▶ _The request_
Gather each line of the material below that contains the word "wall" and copy those lines in full.

-=-=-=-=-

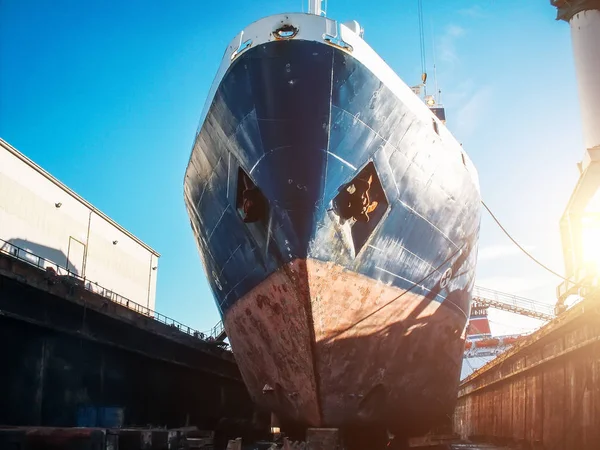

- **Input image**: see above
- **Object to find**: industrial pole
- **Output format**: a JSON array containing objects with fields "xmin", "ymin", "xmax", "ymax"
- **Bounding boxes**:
[{"xmin": 550, "ymin": 0, "xmax": 600, "ymax": 306}]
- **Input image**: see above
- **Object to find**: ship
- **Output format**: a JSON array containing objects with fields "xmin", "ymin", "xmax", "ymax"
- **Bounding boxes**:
[{"xmin": 184, "ymin": 1, "xmax": 480, "ymax": 446}]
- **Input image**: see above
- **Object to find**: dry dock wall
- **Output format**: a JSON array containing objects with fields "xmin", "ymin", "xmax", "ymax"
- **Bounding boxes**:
[
  {"xmin": 0, "ymin": 253, "xmax": 262, "ymax": 437},
  {"xmin": 454, "ymin": 294, "xmax": 600, "ymax": 450}
]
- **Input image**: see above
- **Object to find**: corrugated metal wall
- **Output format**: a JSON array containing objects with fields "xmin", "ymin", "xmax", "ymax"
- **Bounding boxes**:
[{"xmin": 454, "ymin": 296, "xmax": 600, "ymax": 450}]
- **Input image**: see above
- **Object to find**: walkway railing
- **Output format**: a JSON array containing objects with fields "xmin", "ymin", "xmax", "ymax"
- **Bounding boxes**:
[
  {"xmin": 473, "ymin": 286, "xmax": 554, "ymax": 320},
  {"xmin": 0, "ymin": 239, "xmax": 230, "ymax": 350}
]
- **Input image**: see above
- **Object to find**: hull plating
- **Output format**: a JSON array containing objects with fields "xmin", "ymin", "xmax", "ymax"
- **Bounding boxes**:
[{"xmin": 185, "ymin": 41, "xmax": 479, "ymax": 436}]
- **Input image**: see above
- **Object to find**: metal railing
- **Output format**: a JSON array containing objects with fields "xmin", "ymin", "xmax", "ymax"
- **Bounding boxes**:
[
  {"xmin": 473, "ymin": 286, "xmax": 554, "ymax": 320},
  {"xmin": 0, "ymin": 239, "xmax": 230, "ymax": 350}
]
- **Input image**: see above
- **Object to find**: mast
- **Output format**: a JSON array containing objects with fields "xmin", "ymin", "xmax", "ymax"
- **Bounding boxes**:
[{"xmin": 308, "ymin": 0, "xmax": 325, "ymax": 16}]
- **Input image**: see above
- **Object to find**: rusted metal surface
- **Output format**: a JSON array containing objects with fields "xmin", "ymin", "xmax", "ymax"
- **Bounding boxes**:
[
  {"xmin": 225, "ymin": 260, "xmax": 466, "ymax": 435},
  {"xmin": 454, "ymin": 294, "xmax": 600, "ymax": 450}
]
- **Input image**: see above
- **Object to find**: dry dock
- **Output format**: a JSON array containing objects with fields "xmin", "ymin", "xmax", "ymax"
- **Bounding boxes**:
[{"xmin": 454, "ymin": 291, "xmax": 600, "ymax": 450}]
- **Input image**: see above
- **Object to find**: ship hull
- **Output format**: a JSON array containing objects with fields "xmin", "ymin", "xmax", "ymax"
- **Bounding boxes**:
[
  {"xmin": 184, "ymin": 15, "xmax": 479, "ymax": 435},
  {"xmin": 225, "ymin": 259, "xmax": 464, "ymax": 435}
]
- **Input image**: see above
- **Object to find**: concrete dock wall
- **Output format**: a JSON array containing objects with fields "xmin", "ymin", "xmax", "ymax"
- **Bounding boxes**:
[
  {"xmin": 0, "ymin": 254, "xmax": 255, "ymax": 429},
  {"xmin": 454, "ymin": 295, "xmax": 600, "ymax": 450},
  {"xmin": 0, "ymin": 139, "xmax": 159, "ymax": 309}
]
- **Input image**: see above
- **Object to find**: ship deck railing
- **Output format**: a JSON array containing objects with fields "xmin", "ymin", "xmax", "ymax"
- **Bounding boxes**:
[{"xmin": 0, "ymin": 238, "xmax": 230, "ymax": 350}]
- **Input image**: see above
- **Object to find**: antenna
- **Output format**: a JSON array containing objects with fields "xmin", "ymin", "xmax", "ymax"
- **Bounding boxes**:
[
  {"xmin": 417, "ymin": 0, "xmax": 427, "ymax": 96},
  {"xmin": 429, "ymin": 18, "xmax": 442, "ymax": 103},
  {"xmin": 308, "ymin": 0, "xmax": 327, "ymax": 16}
]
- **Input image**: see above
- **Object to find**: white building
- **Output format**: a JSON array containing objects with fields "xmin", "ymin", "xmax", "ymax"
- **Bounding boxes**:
[{"xmin": 0, "ymin": 139, "xmax": 160, "ymax": 309}]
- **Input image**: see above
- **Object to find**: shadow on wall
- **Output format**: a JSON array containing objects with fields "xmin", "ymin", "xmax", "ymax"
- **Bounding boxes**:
[{"xmin": 1, "ymin": 238, "xmax": 83, "ymax": 275}]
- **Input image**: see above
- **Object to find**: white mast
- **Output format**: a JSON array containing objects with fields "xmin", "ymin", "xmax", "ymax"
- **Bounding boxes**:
[{"xmin": 308, "ymin": 0, "xmax": 325, "ymax": 16}]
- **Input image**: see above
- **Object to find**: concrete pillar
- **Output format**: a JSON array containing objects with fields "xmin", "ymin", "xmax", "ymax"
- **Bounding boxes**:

-=-=-=-=-

▶ _Task answer_
- **Object to find**: dry dock wall
- **Object to find**: corrugated metal wall
- **Object to find**: concrete dock wall
- **Object to find**: shadow on wall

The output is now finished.